= Beginning of Section =

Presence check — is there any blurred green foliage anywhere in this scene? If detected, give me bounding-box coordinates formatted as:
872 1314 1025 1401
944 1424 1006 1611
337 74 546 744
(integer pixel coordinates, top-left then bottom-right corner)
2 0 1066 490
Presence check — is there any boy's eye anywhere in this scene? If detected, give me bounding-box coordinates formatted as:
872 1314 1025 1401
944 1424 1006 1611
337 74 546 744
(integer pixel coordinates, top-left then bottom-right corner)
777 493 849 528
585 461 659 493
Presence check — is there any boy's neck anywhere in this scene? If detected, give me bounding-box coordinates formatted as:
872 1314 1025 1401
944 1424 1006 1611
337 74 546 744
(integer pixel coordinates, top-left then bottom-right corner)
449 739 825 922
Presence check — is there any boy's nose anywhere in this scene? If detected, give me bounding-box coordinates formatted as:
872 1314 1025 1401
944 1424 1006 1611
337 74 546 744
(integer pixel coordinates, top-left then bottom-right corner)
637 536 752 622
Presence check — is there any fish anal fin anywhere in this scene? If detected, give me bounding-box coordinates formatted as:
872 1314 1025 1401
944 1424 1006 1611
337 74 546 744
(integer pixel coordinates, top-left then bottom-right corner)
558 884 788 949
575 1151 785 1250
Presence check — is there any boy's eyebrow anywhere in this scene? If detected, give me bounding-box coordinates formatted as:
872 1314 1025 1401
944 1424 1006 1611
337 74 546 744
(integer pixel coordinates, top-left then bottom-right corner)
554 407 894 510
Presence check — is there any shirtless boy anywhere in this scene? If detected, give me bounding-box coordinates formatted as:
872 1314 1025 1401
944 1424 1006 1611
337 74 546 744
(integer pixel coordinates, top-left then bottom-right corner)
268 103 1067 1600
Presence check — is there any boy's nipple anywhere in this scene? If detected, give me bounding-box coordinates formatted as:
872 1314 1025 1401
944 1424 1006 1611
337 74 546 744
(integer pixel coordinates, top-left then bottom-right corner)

= End of Section =
= Beginning of Section =

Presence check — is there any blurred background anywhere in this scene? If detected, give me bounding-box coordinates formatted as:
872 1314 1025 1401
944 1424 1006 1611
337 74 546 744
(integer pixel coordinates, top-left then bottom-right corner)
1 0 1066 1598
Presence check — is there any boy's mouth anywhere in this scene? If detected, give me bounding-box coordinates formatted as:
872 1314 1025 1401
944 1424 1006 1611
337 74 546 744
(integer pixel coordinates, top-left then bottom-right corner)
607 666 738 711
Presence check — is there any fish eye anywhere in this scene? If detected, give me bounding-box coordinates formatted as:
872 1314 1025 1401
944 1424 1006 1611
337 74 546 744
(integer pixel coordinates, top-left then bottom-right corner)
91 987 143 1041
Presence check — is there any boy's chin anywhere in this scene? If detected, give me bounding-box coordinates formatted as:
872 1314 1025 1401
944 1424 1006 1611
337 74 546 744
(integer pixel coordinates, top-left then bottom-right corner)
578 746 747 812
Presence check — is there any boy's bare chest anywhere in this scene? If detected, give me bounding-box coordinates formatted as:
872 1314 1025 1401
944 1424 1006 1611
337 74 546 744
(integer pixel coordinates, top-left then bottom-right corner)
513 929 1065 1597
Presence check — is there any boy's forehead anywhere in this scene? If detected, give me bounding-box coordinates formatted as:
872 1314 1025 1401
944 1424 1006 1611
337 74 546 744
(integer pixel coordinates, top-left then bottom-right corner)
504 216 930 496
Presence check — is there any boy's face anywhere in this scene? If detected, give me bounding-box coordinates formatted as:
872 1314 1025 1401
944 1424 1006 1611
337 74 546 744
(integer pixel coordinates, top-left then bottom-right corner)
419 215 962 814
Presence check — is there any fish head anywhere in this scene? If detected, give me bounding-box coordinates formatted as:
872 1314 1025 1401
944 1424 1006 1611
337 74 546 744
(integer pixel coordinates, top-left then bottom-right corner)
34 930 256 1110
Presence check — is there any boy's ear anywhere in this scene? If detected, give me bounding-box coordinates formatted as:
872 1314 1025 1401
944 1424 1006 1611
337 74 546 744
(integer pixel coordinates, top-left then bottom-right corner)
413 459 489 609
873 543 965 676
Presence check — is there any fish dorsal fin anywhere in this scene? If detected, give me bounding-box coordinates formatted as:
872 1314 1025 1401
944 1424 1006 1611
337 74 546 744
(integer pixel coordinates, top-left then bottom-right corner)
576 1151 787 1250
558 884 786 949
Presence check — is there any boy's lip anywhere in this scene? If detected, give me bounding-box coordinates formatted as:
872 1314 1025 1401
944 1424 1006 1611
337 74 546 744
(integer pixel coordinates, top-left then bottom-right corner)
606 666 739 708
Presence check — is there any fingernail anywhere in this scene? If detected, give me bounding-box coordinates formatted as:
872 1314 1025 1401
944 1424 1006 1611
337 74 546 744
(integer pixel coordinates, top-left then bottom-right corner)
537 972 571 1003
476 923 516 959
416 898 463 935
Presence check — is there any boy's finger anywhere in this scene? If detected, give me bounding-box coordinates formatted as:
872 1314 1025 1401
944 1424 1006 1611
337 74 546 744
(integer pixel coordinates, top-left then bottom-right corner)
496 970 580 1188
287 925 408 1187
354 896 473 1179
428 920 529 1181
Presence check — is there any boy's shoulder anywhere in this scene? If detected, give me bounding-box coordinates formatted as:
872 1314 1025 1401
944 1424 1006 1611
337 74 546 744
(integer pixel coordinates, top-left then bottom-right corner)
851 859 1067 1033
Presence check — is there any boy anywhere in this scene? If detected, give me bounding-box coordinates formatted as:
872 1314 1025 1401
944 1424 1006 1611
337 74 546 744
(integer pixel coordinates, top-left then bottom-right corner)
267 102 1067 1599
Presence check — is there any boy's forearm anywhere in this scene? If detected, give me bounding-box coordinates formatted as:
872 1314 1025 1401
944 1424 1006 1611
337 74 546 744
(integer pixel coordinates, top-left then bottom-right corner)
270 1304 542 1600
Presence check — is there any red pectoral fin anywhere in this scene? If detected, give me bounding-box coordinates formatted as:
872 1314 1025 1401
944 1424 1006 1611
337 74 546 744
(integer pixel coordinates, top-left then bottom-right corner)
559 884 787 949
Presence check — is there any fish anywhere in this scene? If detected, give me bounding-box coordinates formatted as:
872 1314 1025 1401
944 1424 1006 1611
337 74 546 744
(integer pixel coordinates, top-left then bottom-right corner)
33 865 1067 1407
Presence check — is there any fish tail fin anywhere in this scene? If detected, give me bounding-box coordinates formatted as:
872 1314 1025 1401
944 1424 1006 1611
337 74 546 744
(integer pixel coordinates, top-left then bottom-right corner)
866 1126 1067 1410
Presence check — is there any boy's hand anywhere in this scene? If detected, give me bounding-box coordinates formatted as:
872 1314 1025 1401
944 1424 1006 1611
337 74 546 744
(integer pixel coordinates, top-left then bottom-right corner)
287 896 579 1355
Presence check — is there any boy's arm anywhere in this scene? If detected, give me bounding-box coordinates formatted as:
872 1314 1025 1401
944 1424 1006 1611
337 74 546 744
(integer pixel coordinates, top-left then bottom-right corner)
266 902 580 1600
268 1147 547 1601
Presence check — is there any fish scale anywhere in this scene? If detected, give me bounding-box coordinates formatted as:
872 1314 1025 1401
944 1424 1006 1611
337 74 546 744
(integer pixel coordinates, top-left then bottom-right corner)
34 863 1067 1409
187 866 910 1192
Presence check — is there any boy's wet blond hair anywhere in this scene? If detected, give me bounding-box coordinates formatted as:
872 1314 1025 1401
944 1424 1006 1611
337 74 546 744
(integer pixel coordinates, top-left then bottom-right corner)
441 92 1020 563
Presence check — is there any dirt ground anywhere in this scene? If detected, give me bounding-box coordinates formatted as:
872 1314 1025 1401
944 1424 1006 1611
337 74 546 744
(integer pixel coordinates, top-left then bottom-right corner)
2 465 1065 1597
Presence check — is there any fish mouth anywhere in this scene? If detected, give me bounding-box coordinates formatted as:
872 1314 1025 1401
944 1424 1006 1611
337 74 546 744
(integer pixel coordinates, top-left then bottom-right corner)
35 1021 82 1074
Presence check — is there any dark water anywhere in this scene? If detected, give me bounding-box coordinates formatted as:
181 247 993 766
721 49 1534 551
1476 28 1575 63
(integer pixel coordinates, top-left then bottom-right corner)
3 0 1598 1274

= End of Section =

Your instructions: Every line above that includes the word "blurred" must appear in the answer.

Task output:
Presence check — is there any blurred green foliage anywhere in this scene? If detected, give me bounding-box coordinates formatted as:
Presence check — is there any blurred background anywhere in this scene? If detected, give me bounding-box coordinates formatted as:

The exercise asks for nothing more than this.